[Stored items from a collection]
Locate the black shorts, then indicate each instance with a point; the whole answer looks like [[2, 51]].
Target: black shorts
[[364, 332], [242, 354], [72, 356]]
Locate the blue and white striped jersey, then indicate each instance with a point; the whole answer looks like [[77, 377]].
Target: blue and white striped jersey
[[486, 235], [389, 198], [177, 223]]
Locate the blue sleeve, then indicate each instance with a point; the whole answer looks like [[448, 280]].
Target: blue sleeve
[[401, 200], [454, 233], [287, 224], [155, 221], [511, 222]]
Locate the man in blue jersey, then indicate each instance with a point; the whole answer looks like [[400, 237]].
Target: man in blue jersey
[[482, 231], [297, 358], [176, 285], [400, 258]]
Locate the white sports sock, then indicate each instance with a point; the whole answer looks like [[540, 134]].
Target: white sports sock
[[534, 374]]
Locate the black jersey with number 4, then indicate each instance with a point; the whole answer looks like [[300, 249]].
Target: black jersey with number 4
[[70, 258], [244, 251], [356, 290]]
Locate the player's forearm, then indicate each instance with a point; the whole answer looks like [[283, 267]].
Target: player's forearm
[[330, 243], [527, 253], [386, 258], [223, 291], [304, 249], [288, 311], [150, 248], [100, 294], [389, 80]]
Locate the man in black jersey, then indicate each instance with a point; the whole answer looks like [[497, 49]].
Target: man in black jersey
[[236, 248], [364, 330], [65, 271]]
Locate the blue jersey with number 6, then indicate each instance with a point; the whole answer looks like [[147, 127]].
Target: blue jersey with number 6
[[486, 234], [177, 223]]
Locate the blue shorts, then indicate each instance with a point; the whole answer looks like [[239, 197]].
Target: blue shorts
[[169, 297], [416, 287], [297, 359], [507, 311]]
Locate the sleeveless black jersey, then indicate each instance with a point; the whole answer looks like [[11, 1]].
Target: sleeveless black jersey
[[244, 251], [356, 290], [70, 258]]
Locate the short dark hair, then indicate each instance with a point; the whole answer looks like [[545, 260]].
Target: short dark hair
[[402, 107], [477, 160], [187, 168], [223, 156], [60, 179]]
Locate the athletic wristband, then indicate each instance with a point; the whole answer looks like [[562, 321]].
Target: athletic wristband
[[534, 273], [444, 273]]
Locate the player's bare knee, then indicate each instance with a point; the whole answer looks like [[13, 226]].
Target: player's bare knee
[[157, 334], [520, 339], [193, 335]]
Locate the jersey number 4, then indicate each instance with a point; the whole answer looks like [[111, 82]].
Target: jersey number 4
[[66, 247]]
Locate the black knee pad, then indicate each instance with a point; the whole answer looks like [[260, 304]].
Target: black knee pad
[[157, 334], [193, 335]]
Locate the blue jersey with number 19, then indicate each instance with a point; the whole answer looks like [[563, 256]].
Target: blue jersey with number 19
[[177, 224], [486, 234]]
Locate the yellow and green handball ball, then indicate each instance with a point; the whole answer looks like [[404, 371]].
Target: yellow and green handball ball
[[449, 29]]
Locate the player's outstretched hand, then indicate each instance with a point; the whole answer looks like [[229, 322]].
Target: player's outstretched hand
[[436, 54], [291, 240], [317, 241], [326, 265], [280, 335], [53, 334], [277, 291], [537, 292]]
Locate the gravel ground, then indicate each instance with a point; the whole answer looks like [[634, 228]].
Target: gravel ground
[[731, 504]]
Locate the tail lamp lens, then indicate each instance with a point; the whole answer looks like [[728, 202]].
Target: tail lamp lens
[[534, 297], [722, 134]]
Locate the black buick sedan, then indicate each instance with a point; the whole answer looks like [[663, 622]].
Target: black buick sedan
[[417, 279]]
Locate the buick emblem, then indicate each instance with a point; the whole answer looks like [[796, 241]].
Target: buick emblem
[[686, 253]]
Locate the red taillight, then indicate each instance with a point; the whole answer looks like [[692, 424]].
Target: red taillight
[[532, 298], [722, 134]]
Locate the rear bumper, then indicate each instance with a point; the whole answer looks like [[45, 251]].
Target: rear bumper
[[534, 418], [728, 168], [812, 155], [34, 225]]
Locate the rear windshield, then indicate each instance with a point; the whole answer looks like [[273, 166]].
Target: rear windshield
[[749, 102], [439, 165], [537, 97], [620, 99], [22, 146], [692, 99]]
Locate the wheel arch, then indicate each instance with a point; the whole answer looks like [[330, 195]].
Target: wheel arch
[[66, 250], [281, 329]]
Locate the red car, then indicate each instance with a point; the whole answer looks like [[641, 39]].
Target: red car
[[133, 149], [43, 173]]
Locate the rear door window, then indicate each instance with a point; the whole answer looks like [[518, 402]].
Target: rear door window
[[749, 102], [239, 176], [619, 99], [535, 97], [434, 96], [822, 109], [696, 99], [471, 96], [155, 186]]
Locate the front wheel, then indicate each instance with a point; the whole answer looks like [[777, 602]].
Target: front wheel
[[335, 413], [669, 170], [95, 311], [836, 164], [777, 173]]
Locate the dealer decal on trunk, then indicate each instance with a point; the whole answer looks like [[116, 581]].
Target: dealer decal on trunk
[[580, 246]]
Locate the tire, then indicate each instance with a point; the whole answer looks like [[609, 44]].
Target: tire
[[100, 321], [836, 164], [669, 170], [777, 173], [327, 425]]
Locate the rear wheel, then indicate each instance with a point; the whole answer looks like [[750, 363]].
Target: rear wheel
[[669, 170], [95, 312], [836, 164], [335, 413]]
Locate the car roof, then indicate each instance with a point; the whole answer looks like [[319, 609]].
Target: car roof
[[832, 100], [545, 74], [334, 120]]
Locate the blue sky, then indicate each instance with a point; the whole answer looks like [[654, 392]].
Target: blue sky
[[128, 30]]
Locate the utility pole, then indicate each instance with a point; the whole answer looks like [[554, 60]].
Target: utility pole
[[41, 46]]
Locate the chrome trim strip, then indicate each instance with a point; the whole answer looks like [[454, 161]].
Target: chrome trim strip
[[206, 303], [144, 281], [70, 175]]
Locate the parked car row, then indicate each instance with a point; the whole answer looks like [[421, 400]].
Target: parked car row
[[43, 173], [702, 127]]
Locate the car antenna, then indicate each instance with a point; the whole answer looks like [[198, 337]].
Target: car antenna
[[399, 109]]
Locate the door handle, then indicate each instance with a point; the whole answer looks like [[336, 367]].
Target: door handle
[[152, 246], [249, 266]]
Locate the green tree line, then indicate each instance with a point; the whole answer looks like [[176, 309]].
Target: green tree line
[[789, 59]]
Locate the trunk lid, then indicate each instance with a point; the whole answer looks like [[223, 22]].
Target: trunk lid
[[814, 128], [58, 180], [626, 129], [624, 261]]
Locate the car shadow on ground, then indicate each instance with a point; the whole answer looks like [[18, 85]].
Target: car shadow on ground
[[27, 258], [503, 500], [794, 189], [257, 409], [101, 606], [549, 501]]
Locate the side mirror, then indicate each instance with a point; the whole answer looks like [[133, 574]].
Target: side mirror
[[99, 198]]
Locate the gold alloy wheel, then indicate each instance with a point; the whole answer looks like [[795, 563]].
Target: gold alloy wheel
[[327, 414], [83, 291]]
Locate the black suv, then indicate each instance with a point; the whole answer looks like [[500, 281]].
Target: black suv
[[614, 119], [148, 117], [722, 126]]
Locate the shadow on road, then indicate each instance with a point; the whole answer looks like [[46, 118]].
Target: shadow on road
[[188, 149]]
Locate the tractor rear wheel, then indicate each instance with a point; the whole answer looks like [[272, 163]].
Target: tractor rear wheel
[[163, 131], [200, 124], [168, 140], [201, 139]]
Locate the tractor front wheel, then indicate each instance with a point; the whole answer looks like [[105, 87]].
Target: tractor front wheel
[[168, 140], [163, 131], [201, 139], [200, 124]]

- TASK DESCRIPTION
Arrange every entry above as a two-column CSV with the header text,answer and one row per entry. Put each entry's text and its answer in their own quoted fields, replacing line breaks with spaces.

- CORRECT RESULT
text,answer
"Locate the black shorts, then indicate each instance with a point; the whole answer looks like [[2, 51]]. Target: black shorts","[[364, 332], [242, 354], [72, 356]]"
"Locate the blue and white striped jersey, then indicate each instance with a point; the whole answer looks like [[77, 377]]. Target: blue and white striped jersey","[[486, 235], [389, 198], [177, 223]]"
"Locate the blue sleeve, then indicate each instance with a point; the whole answer looks like [[448, 280]]. Target: blue sleeve","[[401, 200], [454, 233], [287, 224], [155, 221], [511, 222]]"
"Locate the man in blue jersey, then indicate each instance with a point; the whole answer looks like [[400, 237]]. Target: man in blue jersey","[[482, 231], [297, 358], [176, 285], [400, 258]]"
"Locate the white sports sock, then indicate each instance with a point; the whole answer looks like [[540, 134]]. Target: white sports sock","[[534, 374]]"
"Locate the black jersey with number 4, then indicate each instance with a point; the whole answer looks like [[300, 249]]. Target: black jersey with number 4","[[70, 258], [244, 251], [356, 290]]"
"Locate the player's forearm, then indicate each instance with a point; the whole answer looks like [[283, 267]]. Target: player's forearm","[[330, 243], [527, 253], [386, 258], [223, 291], [304, 249], [288, 311], [150, 248], [100, 294], [389, 80]]"
"Locate the man in black jersey, then indicate each instance with a point; the whole answer looks like [[497, 49]]. Target: man in black jersey","[[236, 248], [364, 330], [65, 271]]"
"Locate the blue jersey with number 6, then indicate each instance with a point; the whole answer looks like [[147, 127]]. Target: blue jersey with number 6","[[486, 234], [177, 223]]"
"Locate the blue shorts, then indicate each instance with a point; the whole answer looks like [[239, 197]]. Target: blue shorts","[[169, 297], [416, 287], [297, 359], [507, 311]]"
"Locate the sleeveless black jersey, then indicate each instance with a point; the whole answer looks like [[11, 1]]. Target: sleeveless black jersey","[[244, 251], [356, 290], [70, 258]]"
"Locate the short dark hair, then indicate each instance with a point; the whole answer looks like [[545, 260]]. Target: short dark hair","[[402, 107], [477, 160], [187, 168], [223, 156], [60, 179]]"
"Locate the athletic wristband, then indicate each instance with a point; the whole answer looks like [[562, 321]]. Target: athletic wristband","[[534, 273], [444, 273]]"
"Locate the player's bare knee, then indicate each instance with a point; the whole answer looks like [[13, 226]]. Target: player's bare knee","[[157, 334], [520, 339], [193, 335]]"
"Locate the jersey number 4, then indicate each instance with a point; the whole answer looks like [[111, 82]]. Target: jersey number 4","[[66, 247]]"
"Locate the black knee pad, then indicate each instance with a point; the whole answer looks like [[260, 304]]. Target: black knee pad","[[157, 334], [193, 335]]"
"Locate the blue jersey with number 19, then indicate each instance with a point; the whole answer looks like [[563, 256]]. Target: blue jersey with number 19","[[177, 224], [486, 234]]"
"Locate the yellow and green handball ball, then indicate each instance with a point; the whole answer looks like [[404, 371]]. Target: yellow and green handball ball","[[449, 29]]"
"Locate the player's outstretched hand, then indicate each instance with a point; the whole answer looks like [[229, 322]]. Target: player's outstretched hand","[[436, 54], [291, 240], [317, 241], [326, 265], [280, 335], [53, 334], [277, 291], [537, 292]]"
"Locate the gravel ground, then indicate each instance with a point; the whole answer looks like [[634, 228]]. Target: gravel ground","[[731, 504]]"
"Locate the tail lamp lens, then indicate each instance with a point; the whole answer looks like [[728, 202]]. Target: tail lamp lens","[[534, 297], [722, 134]]"
"Locate the black buick sedan, then indicate each instance with a point; the whole answer looks like [[663, 622]]. Target: black buick sedan","[[417, 279]]"
"Locate the buick emblem, then indicate each instance with a point; the whole answer looks like [[796, 241]]. Target: buick emblem","[[686, 253]]"
"Locate the red taillight, then indicate each instance with a point; the whole answer looks like [[692, 424]]. Target: red taillight","[[532, 298], [722, 134]]"
"Locate the rear bumper, then indicate each instance with a point; the whole answer looks like [[45, 251]]. Target: rear bumper","[[534, 418], [728, 168], [812, 155], [34, 225]]"
"Locate the rear windshield, then indicate each instance with a point; the whole answer looks like [[273, 166]]. Target: rear windshield","[[749, 102], [439, 165], [537, 97], [620, 99], [22, 146], [692, 99]]"
"Locate the wheel arch, then indicate each instance with a point; the whole answer looks like [[330, 195]]. Target: wheel arch","[[66, 250], [281, 329]]"
"Locate the red car, then indicate each instance with a point; the whole answer looks like [[641, 39]]. Target: red car","[[133, 149], [43, 173]]"
"Locate the rear door window, then indicate each instance with a point; the whole answer looks like [[518, 402]]. Target: rear door window","[[749, 102], [239, 176], [619, 99], [535, 97], [434, 96], [822, 109], [696, 99], [471, 96], [155, 186]]"
"Locate the front wheel, then indicate each instance with a point; the whole answer looks like [[777, 602]]. Target: front wheel","[[335, 413], [669, 170], [95, 311], [836, 164], [777, 173]]"
"Locate the dealer decal on trunk, then indicate each instance with a point; the whole answer looks like [[116, 581]]. Target: dealer decal on trunk","[[580, 246]]"
"Locate the tire, then indicate each instance with a point; the whole answer looks like [[609, 44]]. Target: tire","[[100, 321], [836, 164], [669, 170], [777, 173], [327, 425]]"
"Locate the rear wheel, then indicate each instance with a point; the whole answer looks like [[750, 363]]. Target: rear wheel","[[669, 170], [95, 312], [836, 164], [335, 413]]"
"Locate the car roof, then indicate each instance with a point; the whole answer looks like [[319, 609]]. Target: car roof","[[832, 100], [545, 74], [334, 120]]"
"Locate the blue sky, then indicate each instance with a point; the whole answer looks like [[654, 392]]. Target: blue sky","[[128, 30]]"
"Locate the utility pole, then indicate each instance with a point; the whole answer looks like [[554, 60]]. Target: utility pole","[[41, 46]]"
"Locate the chrome trim strip, then indicate each instance with a point; the whole answer looks like [[454, 161]]. Target: chrome trim strip","[[206, 303], [144, 281], [70, 175]]"
"Locate the parked car row, then indicate each instance with a point; the whole answer looks like [[421, 400]]. Target: parked car row","[[43, 173], [702, 127]]"
"Locate the car antenna, then indicate each instance with a point; the whole answer looks like [[198, 337]]. Target: car antenna","[[399, 109]]"
"Locate the door handle, then indicate each instance with a point; the whole answer looks like [[336, 367]]. Target: door handle","[[152, 246], [249, 266]]"
"Locate the green tree line, then indicate each instance with a point; the whole answer looks like [[176, 309]]. Target: green tree line","[[789, 59]]"
"Locate the trunk lid, then indicate each instance with a point; the whole answer looks like [[223, 22]]. Target: trunk lid","[[814, 128], [58, 180], [626, 129], [624, 261]]"
"Locate the car shadow on ground, then indicate each instance with a point; the whole answer looks like [[18, 85]]. Target: car shadow on ground","[[27, 258], [503, 500], [794, 189], [257, 409], [101, 606], [549, 501]]"
"Locate the side mirror, then indicate each instance with a point; the whole answer looks like [[133, 574]]. Target: side mirror","[[99, 198]]"
"Locate the gold alloy wheel, then indicate each instance with a point; the whole answer looks like [[795, 563]]. Target: gold alloy wheel","[[327, 414], [83, 291]]"
"Locate the black suv, then indicate each instance with a point; the whole answer looks like [[500, 281]]. Target: black suv","[[614, 119], [148, 117], [722, 126]]"
"Locate the shadow on road, then indicate each instance with a point; the whole answer looks like [[46, 118]]. Target: shadow on road","[[188, 149]]"
"Locate the tractor rear wheel, then indicate each instance with a point; the whole answer looks like [[272, 163]]. Target: tractor rear wheel","[[163, 131], [200, 124], [168, 140], [201, 139]]"
"Locate the tractor front wheel, then indicate each instance with a point; the whole answer looks like [[105, 87]]. Target: tractor front wheel","[[168, 140], [163, 131], [201, 139], [200, 124]]"